Problem — Copy every line of the records below verbatim, preserving their original order and wording.

Records for the exercise —
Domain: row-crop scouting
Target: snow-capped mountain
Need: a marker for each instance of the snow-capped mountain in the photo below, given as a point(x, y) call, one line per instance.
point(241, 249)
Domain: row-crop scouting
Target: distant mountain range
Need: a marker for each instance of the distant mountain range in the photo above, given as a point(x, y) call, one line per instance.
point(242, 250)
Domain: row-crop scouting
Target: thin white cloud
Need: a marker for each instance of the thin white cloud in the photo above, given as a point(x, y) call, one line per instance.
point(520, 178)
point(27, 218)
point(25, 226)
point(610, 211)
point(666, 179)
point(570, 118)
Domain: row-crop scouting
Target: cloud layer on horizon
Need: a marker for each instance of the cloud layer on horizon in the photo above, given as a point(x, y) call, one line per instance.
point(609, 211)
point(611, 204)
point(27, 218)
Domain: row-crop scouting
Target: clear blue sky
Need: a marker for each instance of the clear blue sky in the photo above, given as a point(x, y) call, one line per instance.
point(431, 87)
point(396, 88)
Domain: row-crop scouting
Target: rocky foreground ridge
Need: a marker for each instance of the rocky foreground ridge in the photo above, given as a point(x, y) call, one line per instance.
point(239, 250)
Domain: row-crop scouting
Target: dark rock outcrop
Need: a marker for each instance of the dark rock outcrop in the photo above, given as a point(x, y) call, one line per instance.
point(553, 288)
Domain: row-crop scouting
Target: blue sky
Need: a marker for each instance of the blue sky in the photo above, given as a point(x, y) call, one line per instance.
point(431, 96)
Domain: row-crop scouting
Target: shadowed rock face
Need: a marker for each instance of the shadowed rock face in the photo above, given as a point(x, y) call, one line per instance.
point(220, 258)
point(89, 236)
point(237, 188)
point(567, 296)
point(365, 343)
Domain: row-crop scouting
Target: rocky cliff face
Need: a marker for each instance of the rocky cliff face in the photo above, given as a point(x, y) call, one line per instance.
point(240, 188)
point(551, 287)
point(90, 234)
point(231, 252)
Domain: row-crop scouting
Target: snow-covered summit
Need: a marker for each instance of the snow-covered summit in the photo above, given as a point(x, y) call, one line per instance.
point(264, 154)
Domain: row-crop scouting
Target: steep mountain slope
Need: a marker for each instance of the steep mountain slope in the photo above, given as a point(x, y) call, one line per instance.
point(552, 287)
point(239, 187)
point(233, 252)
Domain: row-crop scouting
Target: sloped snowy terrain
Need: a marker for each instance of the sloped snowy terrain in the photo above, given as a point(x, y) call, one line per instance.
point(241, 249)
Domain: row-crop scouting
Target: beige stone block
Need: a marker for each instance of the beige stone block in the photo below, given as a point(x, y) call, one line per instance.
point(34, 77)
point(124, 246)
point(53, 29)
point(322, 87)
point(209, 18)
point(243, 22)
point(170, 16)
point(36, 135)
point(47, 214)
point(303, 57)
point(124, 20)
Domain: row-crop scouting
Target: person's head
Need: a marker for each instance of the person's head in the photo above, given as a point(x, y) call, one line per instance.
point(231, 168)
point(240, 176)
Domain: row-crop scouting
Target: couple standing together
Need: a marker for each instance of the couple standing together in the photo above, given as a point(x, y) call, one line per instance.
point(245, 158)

The reply —
Domain: row-crop scouting
Target: snow-capped mountain
Need: a marker for each instance of the snow-capped mountain in the photo below, given as a point(x, y) call, one line per instance.
point(241, 249)
Domain: row-crop scouting
Target: distant mountain range
Need: a marker for each instance of the distant mountain range in the photo above, given as a point(x, y) call, one line per instance.
point(242, 250)
Domain: row-crop scouting
Target: thin white cloud
Need: a marker for each instance of the thin white cloud in the photo above, given as a point(x, y) call, one line per instance.
point(520, 178)
point(27, 218)
point(25, 226)
point(610, 211)
point(666, 179)
point(570, 118)
Domain: row-crop scouting
Target: cloud layer on horizon
Need: a marker for each instance of the cloud layer on horizon in the photo above, given as a point(x, y) call, one line per instance.
point(609, 211)
point(611, 204)
point(27, 218)
Domain: row-crop scouting
Target: clear blue sky
Need: a marker for each instance of the clear blue sky in the photo above, given as a point(x, y) call, one line per instance.
point(431, 87)
point(396, 88)
Domain: row-crop scouting
Target: rocky foreground ridge
Need: a marker for each instance of the rocky foreground ridge in the photo above, given as a point(x, y) call, one line per instance.
point(239, 250)
Domain: row-crop scouting
Target: dark rock outcrop
Need: a marker for each instance of the dark rock outcrop in the photo above, given as a point(x, y) call, one line per instance.
point(553, 288)
Domain: row-crop scouting
Target: blue sky
Need: a marker for each instance of the blue sky in the photo above, given as a point(x, y) call, one line per instance.
point(431, 96)
Domain: row-crop scouting
Target: shadowed rock face
Need: a marker for each instance of the shadowed rock face in the photo above, given as a point(x, y) call, one line per instance.
point(220, 258)
point(89, 236)
point(237, 188)
point(567, 296)
point(365, 343)
Domain: row-crop scouting
Target: rocky cliff face
Need: a marker for each instance of the rocky cliff face in the photo above, given as a point(x, y) call, one line per instance.
point(240, 188)
point(551, 287)
point(90, 234)
point(231, 252)
Domain: row-crop scouting
Target: snow-covered summit
Need: a marker for each instance of the snow-covered summit in the photo above, given as a point(x, y) call, one line per instance.
point(264, 154)
Domain: row-crop scouting
Target: steep mountain slope
Need: a marker for each instance of the steep mountain slope in the photo above, given as a point(x, y) call, one line per instance.
point(552, 287)
point(239, 187)
point(233, 252)
Domain: row-crop scouting
Target: sloped snowy terrain
Need: a marker for each instance of the sloped snowy terrain in the photo above, given as a point(x, y) call, one line per instance.
point(241, 249)
Domain: row-crop scouting
Target: beige stone block
Need: a marker for each instance of the beige stone block in the photo below, given as a point(x, y) call, one line per instance.
point(34, 77)
point(124, 246)
point(53, 29)
point(322, 87)
point(209, 18)
point(243, 22)
point(170, 16)
point(36, 135)
point(47, 214)
point(303, 57)
point(124, 20)
Domain: row-crop scouting
Target: person's head
Need: a marker for each instance of the person's head in the photo above, given as a point(x, y) call, one line per instance.
point(231, 168)
point(240, 176)
Domain: row-crop scouting
Target: couple standing together
Need: a marker for each instance of the couple standing together in the photo above, given as a point(x, y) call, one line per instance.
point(245, 158)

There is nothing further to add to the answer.